Could the lines from the one with "Where can you find the firefighter" through the end of the listing be restated exactly, with nothing else included?
[Begin]
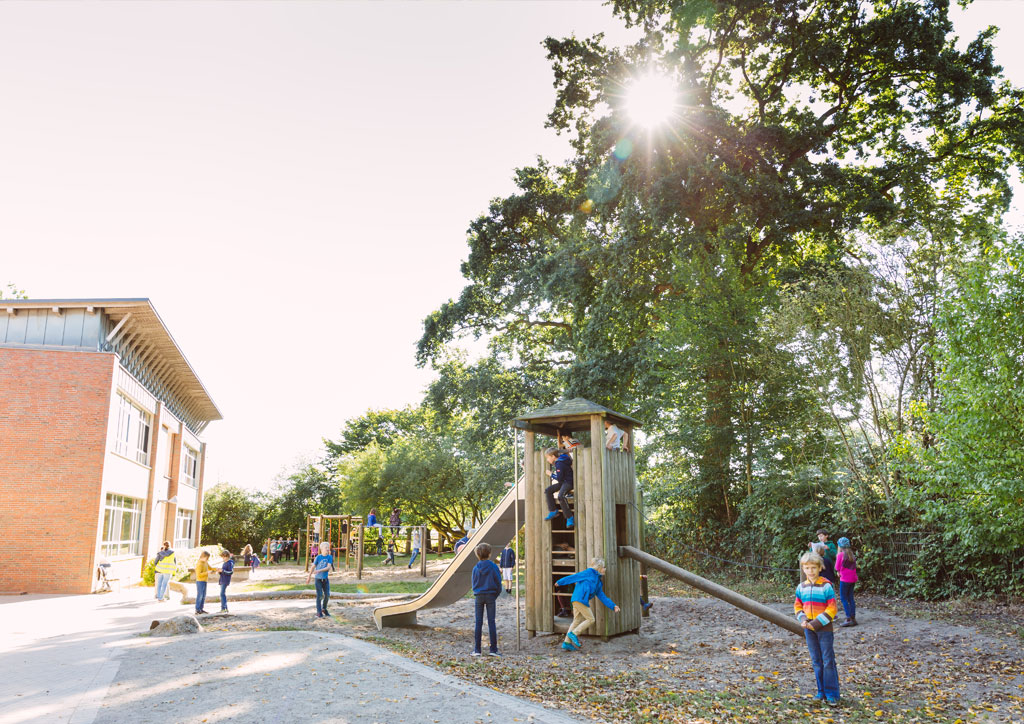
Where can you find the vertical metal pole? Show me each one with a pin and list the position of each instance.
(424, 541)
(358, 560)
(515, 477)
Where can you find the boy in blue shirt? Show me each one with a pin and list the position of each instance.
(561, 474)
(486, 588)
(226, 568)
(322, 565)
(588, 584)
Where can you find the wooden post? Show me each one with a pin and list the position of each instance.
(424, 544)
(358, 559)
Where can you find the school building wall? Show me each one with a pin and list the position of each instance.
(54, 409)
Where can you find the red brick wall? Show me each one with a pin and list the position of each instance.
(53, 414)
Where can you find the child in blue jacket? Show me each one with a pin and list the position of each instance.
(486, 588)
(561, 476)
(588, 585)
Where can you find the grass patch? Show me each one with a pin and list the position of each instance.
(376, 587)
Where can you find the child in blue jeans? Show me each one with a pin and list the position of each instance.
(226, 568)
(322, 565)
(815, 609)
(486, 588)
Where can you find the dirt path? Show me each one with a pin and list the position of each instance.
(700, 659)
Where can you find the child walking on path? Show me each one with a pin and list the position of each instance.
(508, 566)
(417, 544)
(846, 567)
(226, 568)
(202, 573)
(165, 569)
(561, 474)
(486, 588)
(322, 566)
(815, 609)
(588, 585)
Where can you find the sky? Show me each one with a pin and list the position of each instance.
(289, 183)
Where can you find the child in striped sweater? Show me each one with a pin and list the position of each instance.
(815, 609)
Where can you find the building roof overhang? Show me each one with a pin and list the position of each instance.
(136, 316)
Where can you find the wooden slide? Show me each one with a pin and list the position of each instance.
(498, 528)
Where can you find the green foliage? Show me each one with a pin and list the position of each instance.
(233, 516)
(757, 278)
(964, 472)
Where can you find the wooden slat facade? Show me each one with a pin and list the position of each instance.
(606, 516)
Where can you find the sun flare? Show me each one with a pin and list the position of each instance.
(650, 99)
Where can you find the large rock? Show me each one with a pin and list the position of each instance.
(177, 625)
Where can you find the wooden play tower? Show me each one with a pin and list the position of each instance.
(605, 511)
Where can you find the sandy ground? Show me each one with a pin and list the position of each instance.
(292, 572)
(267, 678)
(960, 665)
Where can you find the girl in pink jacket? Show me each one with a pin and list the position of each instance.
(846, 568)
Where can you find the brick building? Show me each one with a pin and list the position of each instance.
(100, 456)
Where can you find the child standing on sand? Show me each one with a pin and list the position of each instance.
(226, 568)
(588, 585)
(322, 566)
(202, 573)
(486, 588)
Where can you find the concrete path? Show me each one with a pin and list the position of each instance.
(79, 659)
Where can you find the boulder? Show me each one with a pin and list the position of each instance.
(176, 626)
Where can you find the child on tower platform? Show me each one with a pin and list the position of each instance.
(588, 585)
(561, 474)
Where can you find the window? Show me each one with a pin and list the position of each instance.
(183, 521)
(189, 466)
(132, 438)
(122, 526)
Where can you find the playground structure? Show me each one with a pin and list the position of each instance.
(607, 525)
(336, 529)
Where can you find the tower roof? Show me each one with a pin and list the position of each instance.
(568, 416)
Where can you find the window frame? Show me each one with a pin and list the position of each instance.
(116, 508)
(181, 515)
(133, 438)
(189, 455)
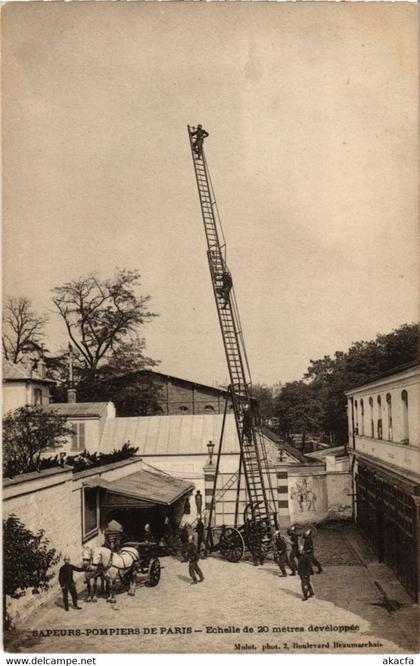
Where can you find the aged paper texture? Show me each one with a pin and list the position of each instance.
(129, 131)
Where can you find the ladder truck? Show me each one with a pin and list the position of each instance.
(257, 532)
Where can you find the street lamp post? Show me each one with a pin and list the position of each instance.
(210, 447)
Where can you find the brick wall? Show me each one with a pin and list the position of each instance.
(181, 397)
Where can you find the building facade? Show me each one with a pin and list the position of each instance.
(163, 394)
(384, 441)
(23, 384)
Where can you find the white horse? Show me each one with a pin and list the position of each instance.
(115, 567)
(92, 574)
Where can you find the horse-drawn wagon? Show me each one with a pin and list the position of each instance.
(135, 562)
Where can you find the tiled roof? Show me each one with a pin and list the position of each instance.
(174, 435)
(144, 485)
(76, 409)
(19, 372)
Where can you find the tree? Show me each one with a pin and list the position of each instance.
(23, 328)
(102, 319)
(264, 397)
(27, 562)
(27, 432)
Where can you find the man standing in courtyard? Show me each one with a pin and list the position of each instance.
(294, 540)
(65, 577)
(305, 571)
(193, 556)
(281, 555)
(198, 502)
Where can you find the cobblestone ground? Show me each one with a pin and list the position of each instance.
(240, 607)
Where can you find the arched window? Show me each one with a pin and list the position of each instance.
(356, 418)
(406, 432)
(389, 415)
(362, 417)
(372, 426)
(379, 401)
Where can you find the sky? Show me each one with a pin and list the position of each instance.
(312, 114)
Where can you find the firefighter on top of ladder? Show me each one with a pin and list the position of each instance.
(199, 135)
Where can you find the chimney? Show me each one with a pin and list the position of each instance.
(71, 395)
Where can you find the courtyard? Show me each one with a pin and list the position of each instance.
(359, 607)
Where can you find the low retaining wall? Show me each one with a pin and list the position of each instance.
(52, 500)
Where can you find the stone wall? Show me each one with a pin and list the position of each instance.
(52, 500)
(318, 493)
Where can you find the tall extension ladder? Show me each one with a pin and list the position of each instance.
[End]
**OUTPUT OF THE TASK**:
Where can you find the firefighter on top of ladder? Show me each one with a pin and list the position of each instance.
(199, 135)
Where can you find the chimney? Show me each one with a pin and list the position of each instance.
(71, 395)
Where can you find the courtyard? Show me each one with a pin and list the position of each instance.
(359, 607)
Where can you find the low retaining wall? Show me each one with a pin and list the position of each instance.
(52, 500)
Where can you find the stone wall? Show me each one with a pin and list the position of each instance.
(52, 500)
(318, 493)
Where can you find the tall extension ladder? Show me each one with a pin and list the position of each instance.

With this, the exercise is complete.